== DATA SUPPLIED ==

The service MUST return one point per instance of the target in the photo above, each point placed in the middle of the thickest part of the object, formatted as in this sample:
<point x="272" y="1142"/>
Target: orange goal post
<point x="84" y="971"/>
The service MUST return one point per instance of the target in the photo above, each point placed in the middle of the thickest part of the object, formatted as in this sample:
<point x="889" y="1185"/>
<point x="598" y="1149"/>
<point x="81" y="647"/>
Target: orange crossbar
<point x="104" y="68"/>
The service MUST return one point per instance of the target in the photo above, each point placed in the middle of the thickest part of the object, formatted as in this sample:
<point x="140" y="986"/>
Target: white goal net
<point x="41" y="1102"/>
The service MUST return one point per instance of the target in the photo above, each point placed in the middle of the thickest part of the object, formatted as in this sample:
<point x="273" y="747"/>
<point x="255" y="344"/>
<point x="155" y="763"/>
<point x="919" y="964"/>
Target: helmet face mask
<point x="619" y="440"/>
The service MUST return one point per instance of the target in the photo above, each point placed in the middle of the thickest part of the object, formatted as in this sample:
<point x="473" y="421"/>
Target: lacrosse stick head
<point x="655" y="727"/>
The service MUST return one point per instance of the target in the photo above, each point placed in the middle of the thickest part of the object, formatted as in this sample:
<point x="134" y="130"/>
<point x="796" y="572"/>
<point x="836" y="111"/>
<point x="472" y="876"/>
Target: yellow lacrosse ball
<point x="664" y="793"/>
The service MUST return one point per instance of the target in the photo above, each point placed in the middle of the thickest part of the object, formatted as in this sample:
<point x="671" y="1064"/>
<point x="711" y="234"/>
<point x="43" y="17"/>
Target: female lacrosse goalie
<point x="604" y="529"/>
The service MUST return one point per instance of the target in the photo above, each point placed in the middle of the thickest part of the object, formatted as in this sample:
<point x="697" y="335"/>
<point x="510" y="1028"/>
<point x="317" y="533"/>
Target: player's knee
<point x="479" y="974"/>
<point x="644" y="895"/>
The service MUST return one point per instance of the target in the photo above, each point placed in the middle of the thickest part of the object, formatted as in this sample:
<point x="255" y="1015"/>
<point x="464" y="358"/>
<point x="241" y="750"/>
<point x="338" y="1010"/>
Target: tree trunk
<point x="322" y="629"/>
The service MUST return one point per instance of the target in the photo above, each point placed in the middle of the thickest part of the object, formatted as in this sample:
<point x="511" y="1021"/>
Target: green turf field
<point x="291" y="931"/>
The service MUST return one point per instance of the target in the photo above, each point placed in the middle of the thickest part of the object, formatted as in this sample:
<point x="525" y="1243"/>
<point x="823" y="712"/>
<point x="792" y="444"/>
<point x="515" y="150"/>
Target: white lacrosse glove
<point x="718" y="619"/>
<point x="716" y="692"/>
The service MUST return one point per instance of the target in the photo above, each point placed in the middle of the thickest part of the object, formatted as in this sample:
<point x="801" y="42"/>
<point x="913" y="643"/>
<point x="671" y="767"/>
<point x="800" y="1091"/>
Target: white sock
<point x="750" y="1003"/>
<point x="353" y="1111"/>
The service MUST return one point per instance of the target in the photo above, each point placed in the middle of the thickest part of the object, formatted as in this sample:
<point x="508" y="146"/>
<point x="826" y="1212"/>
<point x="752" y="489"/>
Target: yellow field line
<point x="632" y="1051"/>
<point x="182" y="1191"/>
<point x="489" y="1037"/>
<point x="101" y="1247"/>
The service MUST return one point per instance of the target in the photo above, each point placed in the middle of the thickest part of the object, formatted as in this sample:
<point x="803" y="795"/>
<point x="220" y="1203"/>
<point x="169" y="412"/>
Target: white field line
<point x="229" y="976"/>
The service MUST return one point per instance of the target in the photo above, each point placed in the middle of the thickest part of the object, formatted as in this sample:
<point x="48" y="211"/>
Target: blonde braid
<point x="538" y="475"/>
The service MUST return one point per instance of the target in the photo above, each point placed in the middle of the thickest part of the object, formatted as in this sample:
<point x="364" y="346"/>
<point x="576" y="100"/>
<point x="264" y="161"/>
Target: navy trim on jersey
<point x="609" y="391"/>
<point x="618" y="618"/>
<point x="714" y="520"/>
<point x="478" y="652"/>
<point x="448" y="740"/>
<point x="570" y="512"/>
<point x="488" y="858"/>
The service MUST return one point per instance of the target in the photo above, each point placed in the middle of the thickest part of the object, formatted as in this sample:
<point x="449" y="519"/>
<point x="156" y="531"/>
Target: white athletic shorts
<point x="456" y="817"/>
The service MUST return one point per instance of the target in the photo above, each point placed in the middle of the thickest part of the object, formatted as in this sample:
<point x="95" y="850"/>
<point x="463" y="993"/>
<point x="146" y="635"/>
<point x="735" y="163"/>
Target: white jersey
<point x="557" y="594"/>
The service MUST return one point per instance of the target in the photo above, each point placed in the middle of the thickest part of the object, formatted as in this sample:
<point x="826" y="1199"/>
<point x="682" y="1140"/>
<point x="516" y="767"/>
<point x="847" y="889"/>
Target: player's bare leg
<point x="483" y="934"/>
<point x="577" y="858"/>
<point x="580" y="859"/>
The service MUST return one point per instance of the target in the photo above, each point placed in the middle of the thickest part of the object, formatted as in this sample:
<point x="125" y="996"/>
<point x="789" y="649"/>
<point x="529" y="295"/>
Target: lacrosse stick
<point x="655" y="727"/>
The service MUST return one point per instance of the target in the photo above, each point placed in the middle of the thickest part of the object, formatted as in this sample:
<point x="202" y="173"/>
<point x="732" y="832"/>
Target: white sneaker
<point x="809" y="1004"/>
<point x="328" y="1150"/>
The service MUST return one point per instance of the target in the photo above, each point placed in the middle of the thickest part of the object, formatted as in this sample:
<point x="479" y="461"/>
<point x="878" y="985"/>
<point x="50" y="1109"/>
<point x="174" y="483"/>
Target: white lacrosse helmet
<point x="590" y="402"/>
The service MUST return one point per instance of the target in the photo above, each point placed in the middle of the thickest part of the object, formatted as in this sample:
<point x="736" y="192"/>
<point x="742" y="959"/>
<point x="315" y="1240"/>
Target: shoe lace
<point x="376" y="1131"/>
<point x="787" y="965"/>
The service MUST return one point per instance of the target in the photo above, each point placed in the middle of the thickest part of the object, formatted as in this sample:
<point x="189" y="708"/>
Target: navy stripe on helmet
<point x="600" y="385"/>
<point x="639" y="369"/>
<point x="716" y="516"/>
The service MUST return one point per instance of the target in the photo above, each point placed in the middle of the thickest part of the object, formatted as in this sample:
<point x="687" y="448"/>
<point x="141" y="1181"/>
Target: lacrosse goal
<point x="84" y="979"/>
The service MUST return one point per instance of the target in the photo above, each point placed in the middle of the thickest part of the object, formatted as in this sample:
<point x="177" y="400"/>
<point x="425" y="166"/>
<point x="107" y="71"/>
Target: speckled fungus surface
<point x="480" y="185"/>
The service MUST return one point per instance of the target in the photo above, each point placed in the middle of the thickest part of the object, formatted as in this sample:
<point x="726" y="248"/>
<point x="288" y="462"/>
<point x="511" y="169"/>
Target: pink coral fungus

===

Repeat each record exactly. Omit nothing.

The service MUST return one point per instance of the target in the photo above, each point placed in the middle of the thickest part of the object, formatted as in this sample:
<point x="272" y="1142"/>
Target: orange goal post
<point x="84" y="971"/>
The service MUST return one point per instance of the target in the photo above, each point placed in the middle of the thickest part of the object, formatted as in this sample:
<point x="889" y="1185"/>
<point x="598" y="1149"/>
<point x="81" y="647"/>
Target: orange crossbar
<point x="104" y="68"/>
The service MUST return one point per instance of the target in the photo above, each point placed in the middle of the thickest part of the object, formatted as in this sample:
<point x="140" y="986"/>
Target: white goal net
<point x="41" y="1102"/>
The service MUST return one point per instance of the target in the photo above, each point placed in the middle of the thickest part of the object, formatted as in this sample:
<point x="273" y="747"/>
<point x="255" y="344"/>
<point x="155" y="763"/>
<point x="919" y="964"/>
Target: helmet face mask
<point x="619" y="440"/>
The service MUST return one point per instance of the target in the photo above, each point placed in the middle of the thickest part of the object, formatted as in this sample:
<point x="473" y="421"/>
Target: lacrosse stick head
<point x="655" y="727"/>
The service MUST return one point per instance of the target in the photo above, each point placed in the middle of the thickest part of the object, formatted as in this sample:
<point x="134" y="130"/>
<point x="796" y="572"/>
<point x="836" y="111"/>
<point x="472" y="876"/>
Target: yellow lacrosse ball
<point x="664" y="793"/>
The service MUST return one point per instance of the target in the photo above, each point placed in the middle of the thickest part of the object, formatted as in this sample:
<point x="671" y="1064"/>
<point x="711" y="234"/>
<point x="43" y="17"/>
Target: female lacrosse goalie
<point x="604" y="529"/>
The service MUST return one point per instance of the target in the photo above, each point placed in the middle of the thickest part of the object, formatted as in this sample:
<point x="697" y="335"/>
<point x="510" y="1028"/>
<point x="317" y="533"/>
Target: player's knee
<point x="479" y="974"/>
<point x="644" y="895"/>
The service MUST return one point per instance of the target in the photo above, each point placed in the middle of the thickest part of the object, formatted as in this sample:
<point x="255" y="1015"/>
<point x="464" y="358"/>
<point x="241" y="750"/>
<point x="338" y="1010"/>
Target: tree trunk
<point x="322" y="629"/>
The service MUST return one point per instance of the target in the photo above, each point placed in the middle of the thickest part of the object, formatted as in this sample:
<point x="511" y="1021"/>
Target: green turf field
<point x="291" y="931"/>
The service MUST return one point per instance of the target in the photo above, each point placed in the middle of the thickest part of the object, formatted as in this sample:
<point x="525" y="1243"/>
<point x="823" y="712"/>
<point x="792" y="444"/>
<point x="515" y="150"/>
Target: white lacrosse glove
<point x="718" y="619"/>
<point x="716" y="692"/>
The service MUST return one point per instance of the target in the photo above, each point placed in the middle of the thickest part of the object, formatted as in this sample:
<point x="801" y="42"/>
<point x="913" y="643"/>
<point x="671" y="767"/>
<point x="800" y="1091"/>
Target: white sock
<point x="750" y="1003"/>
<point x="353" y="1111"/>
The service MUST return one point per instance of the target in the photo above, each point placed in the middle of the thickest part of the object, formatted as in this sample:
<point x="508" y="146"/>
<point x="826" y="1212"/>
<point x="752" y="489"/>
Target: yellow field line
<point x="632" y="1051"/>
<point x="182" y="1191"/>
<point x="489" y="1037"/>
<point x="101" y="1247"/>
The service MUST return one point per instance of the target in the photo above, each point placed in the middle of the thickest part of the object, formatted as in this sample:
<point x="803" y="795"/>
<point x="220" y="1203"/>
<point x="169" y="412"/>
Target: white field line
<point x="229" y="976"/>
The service MUST return one point per instance of the target in the photo above, each point placed in the middle of the thickest part of the object, formatted as in this sample:
<point x="48" y="211"/>
Target: blonde braid
<point x="538" y="475"/>
The service MUST return one point per instance of the target in the photo above, each point placed in the middle of the thickest part of the object, formatted as in this sample:
<point x="364" y="346"/>
<point x="576" y="100"/>
<point x="264" y="161"/>
Target: navy trim on jersey
<point x="609" y="391"/>
<point x="618" y="618"/>
<point x="714" y="520"/>
<point x="478" y="652"/>
<point x="448" y="740"/>
<point x="570" y="512"/>
<point x="488" y="858"/>
The service MUST return one point per instance of the target in the photo above, each point placed in the middle of the thickest part of the object, formatted as in this sample:
<point x="449" y="519"/>
<point x="156" y="531"/>
Target: white athletic shorts
<point x="456" y="817"/>
The service MUST return one point per instance of the target in the photo above, each point placed in the middle of the thickest part of the object, formatted as in this sample:
<point x="95" y="850"/>
<point x="463" y="993"/>
<point x="146" y="635"/>
<point x="735" y="163"/>
Target: white jersey
<point x="557" y="594"/>
The service MUST return one point per instance of the target in the photo above, each point placed in the middle of the thickest part of the object, formatted as in this sample:
<point x="826" y="1199"/>
<point x="682" y="1140"/>
<point x="516" y="767"/>
<point x="847" y="889"/>
Target: player's bare leg
<point x="483" y="934"/>
<point x="577" y="858"/>
<point x="580" y="859"/>
The service MUST return one point per instance of the target in the photo above, each point placed in the middle of the thickest part of the object, formatted as in this sample:
<point x="125" y="996"/>
<point x="789" y="649"/>
<point x="529" y="295"/>
Target: lacrosse stick
<point x="655" y="727"/>
The service MUST return one point per instance of the target in the photo above, each point placed in the middle of the thickest part of the object, formatted as in this sample:
<point x="202" y="173"/>
<point x="732" y="832"/>
Target: white sneaker
<point x="809" y="1004"/>
<point x="328" y="1150"/>
The service MUST return one point per instance of the target in the photo above, each point placed in the middle of the thickest part of the object, formatted as in this sample:
<point x="479" y="461"/>
<point x="878" y="985"/>
<point x="50" y="1109"/>
<point x="174" y="483"/>
Target: white lacrosse helmet
<point x="590" y="402"/>
The service MUST return one point per instance of the target in the photo above, each point placed in the middle of the thickest part of the object, formatted as in this sample:
<point x="736" y="192"/>
<point x="742" y="959"/>
<point x="315" y="1240"/>
Target: shoe lace
<point x="376" y="1131"/>
<point x="787" y="965"/>
The service MUST return one point per instance of the target in the photo above, each point placed in the middle of the thickest part of the object, formatted as in this sample:
<point x="189" y="708"/>
Target: navy stripe on helmet
<point x="600" y="385"/>
<point x="639" y="369"/>
<point x="716" y="516"/>
The service MUST return one point per instance of the target in the photo above, each point placed in the middle of the thickest part of the object, formatted as in this sample:
<point x="687" y="448"/>
<point x="141" y="1181"/>
Target: lacrosse goal
<point x="84" y="979"/>
The service MUST return one point per instance of the target in the photo above, each point placed in the middle of the thickest part of the object, formatted as in this sample:
<point x="177" y="400"/>
<point x="425" y="166"/>
<point x="107" y="71"/>
Target: speckled fungus surface
<point x="480" y="185"/>
The service MUST return one point per instance of the target in the photo above, each point placed in the middle of the thickest part of the object, formatted as in this sample:
<point x="726" y="248"/>
<point x="288" y="462"/>
<point x="511" y="169"/>
Target: pink coral fungus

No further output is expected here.